**DATA LISTING**
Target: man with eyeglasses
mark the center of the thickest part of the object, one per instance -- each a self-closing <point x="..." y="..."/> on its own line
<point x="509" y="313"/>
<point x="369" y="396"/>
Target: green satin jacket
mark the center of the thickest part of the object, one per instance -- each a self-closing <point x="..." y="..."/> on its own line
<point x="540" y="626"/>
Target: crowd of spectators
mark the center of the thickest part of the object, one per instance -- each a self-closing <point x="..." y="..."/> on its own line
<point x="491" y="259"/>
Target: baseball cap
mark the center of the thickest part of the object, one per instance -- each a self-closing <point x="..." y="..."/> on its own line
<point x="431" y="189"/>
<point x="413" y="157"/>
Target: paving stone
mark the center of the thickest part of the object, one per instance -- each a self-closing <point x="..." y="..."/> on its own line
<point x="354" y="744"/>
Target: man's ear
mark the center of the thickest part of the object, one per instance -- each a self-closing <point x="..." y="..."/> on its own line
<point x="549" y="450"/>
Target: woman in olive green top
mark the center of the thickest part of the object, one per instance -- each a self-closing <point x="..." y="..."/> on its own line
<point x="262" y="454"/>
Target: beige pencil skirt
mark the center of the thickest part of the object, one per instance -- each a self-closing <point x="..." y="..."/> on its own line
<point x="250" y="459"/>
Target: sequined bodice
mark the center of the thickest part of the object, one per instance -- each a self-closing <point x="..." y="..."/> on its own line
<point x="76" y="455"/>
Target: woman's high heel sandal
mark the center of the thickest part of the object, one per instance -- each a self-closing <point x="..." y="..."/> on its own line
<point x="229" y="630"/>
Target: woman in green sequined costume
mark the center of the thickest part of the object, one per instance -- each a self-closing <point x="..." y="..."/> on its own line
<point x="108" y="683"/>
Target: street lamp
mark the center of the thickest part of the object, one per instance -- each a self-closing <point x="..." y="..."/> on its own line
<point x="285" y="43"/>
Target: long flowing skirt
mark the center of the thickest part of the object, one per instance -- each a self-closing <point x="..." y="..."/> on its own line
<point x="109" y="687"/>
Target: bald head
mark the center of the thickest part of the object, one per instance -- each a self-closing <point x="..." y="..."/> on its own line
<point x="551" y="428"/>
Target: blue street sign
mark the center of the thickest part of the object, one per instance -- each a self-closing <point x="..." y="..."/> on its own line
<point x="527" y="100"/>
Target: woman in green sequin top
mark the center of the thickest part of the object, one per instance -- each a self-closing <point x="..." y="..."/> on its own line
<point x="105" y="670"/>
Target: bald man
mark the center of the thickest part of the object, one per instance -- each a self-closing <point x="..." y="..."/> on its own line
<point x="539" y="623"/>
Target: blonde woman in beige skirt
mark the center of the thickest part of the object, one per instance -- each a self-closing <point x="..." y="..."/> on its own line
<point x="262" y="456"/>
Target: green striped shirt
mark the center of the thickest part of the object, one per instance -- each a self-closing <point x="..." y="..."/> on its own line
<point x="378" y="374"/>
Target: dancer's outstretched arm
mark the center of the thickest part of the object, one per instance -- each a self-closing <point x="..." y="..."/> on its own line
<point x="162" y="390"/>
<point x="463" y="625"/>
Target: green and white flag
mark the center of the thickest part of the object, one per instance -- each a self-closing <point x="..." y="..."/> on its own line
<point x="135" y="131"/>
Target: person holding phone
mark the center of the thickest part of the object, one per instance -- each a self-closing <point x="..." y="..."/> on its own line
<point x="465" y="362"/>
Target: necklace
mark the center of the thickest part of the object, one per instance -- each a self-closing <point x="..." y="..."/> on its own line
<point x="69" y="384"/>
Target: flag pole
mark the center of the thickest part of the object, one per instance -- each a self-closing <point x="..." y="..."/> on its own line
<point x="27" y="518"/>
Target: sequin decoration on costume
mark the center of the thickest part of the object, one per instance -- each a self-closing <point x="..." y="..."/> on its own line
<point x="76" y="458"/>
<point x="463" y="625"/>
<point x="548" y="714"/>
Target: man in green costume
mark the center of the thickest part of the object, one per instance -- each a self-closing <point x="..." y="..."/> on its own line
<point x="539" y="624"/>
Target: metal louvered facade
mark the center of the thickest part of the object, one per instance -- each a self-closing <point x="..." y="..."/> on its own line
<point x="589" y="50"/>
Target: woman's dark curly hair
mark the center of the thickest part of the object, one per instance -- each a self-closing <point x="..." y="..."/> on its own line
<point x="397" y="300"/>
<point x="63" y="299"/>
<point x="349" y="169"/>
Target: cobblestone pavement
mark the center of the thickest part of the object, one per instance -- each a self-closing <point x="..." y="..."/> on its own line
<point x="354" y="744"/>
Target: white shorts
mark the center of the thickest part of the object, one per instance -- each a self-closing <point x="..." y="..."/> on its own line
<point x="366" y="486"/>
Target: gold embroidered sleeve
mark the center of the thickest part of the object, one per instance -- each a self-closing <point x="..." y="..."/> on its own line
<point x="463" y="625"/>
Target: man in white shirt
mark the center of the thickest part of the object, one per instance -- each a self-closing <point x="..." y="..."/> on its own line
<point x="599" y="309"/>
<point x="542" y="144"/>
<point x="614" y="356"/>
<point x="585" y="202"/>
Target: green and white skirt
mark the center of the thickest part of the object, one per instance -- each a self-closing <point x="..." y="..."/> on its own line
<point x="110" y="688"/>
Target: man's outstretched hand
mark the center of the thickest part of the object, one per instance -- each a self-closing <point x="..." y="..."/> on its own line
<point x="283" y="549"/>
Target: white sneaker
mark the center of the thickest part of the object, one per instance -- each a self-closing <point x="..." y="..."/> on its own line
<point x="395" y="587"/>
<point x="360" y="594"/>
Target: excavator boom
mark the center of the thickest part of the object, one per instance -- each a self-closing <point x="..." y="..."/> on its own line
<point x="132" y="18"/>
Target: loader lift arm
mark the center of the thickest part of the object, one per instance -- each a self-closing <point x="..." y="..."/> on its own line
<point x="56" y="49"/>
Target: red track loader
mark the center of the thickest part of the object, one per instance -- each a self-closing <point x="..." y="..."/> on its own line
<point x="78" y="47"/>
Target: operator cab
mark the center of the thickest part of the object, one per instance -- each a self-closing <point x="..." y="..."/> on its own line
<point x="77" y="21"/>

**TASK GOAL**
Retype exactly the lines above, from the one with "Target: white sneaker" through the one with "Target: red track loader", inclusive.

**REPLY TO THE EXERCISE**
Target: white sneaker
mark the center of the thickest part of the object, one per instance -- each a self-closing <point x="..." y="..."/> on its own line
<point x="395" y="587"/>
<point x="360" y="594"/>
Target: excavator boom
mark the center of the thickest part of the object, one per instance -- each a self-closing <point x="..." y="..."/> on its own line
<point x="132" y="18"/>
Target: loader lift arm
mark the center of the thickest part of the object, one per instance -- each a self-closing <point x="..." y="..."/> on its own line
<point x="56" y="49"/>
Target: red track loader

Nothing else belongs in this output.